_Assignment_:
Quote the records exactly, starting at the first line and stopping after the line with "sheet in this scene."; skip the pictures.

_Data excerpts_:
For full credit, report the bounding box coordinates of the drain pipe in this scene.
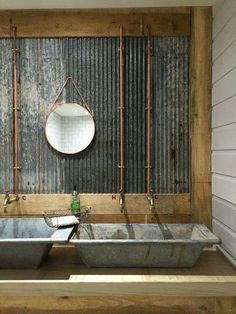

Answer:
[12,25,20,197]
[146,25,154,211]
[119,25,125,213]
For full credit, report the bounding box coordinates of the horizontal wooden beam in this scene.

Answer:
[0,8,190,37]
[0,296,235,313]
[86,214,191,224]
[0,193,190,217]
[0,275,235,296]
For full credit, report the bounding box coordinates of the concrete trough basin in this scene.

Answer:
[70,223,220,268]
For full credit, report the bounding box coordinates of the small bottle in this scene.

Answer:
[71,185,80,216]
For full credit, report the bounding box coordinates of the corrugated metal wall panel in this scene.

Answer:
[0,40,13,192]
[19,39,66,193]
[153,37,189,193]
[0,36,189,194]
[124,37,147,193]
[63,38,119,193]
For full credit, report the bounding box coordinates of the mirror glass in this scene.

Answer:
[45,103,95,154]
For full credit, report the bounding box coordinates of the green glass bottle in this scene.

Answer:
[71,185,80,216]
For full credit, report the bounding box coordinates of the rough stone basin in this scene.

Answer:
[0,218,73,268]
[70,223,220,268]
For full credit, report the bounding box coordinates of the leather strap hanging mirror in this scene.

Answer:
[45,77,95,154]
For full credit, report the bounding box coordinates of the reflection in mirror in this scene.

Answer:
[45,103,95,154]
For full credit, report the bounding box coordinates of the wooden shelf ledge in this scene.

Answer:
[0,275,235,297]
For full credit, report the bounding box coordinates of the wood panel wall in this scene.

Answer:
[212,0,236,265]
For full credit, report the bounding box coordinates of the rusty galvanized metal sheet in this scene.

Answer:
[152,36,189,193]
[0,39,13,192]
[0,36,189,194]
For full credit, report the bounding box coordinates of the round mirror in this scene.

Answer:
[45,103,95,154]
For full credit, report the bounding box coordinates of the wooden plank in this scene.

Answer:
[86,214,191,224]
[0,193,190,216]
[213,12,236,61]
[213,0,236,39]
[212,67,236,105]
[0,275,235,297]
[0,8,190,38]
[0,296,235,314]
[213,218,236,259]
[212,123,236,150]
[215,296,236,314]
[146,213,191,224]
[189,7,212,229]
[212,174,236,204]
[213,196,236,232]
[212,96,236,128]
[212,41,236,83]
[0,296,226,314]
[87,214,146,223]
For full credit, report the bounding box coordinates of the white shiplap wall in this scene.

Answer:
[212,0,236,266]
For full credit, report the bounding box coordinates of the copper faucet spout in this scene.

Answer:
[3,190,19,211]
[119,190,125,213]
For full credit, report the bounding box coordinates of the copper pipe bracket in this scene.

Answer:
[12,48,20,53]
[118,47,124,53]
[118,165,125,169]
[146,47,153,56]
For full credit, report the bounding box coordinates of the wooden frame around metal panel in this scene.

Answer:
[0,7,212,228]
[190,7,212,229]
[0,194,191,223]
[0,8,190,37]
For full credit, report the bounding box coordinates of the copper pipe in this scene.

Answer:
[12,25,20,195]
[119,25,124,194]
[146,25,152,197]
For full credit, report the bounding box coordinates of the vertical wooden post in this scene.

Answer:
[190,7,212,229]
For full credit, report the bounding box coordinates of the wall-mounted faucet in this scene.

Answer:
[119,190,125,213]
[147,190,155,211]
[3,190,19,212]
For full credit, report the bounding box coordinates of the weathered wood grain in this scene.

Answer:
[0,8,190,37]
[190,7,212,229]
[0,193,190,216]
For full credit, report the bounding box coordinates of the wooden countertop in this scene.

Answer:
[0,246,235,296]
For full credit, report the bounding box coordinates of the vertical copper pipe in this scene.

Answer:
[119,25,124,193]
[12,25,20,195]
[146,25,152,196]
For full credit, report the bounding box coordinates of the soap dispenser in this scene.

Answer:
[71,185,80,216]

_Result below_:
For full credit, report the bounding box coordinates of the drain pipe in this scene.

Answer:
[12,25,20,197]
[146,25,154,211]
[119,25,125,213]
For full credit, report the bounding box coordinates of the horizontal wooden beam in this scene.

Answer:
[0,8,190,37]
[0,296,235,313]
[86,214,191,224]
[0,193,190,217]
[0,275,235,296]
For full credit, report the bounding box coordinates of the concrete trough basin in this scene.

Answer:
[70,223,220,268]
For full credit, report the bounding box coordinates of the small bottle in this scene.

Answer:
[71,185,80,216]
For full credit, report the bounding box coordinates of the corrugated metal wall panel in this scene.

Answer:
[0,40,13,192]
[19,39,66,193]
[153,37,189,193]
[0,36,189,194]
[124,37,147,193]
[63,38,119,193]
For full credit, report the bounding box coordinates of the mirror glass in this scene.

Answer:
[45,103,95,154]
For full credit, report the bounding box coordinates of the green glass bottle in this scene.

Answer:
[71,185,80,216]
For full credit, report the bounding box coordinates of the rough stone basin in this scene.

Answer:
[0,218,73,268]
[70,223,220,268]
For full credit, report the bounding box coordinates of the leather strap hanging mirror in this scene.

Answer:
[45,77,95,154]
For full credit, report the bounding box coordinates of the reflection in mirror in this scene.

Answer:
[45,103,95,154]
For full credit, report the bounding box coordinates of the wooden shelf ledge in this scene.

Answer:
[0,275,235,297]
For full credit, report the bounding box coordinates of the wood panel wall in this scene.

Answer:
[212,0,236,265]
For full credit, report the bounding box coordinates of the rusty galvanized metal sheet in this scene.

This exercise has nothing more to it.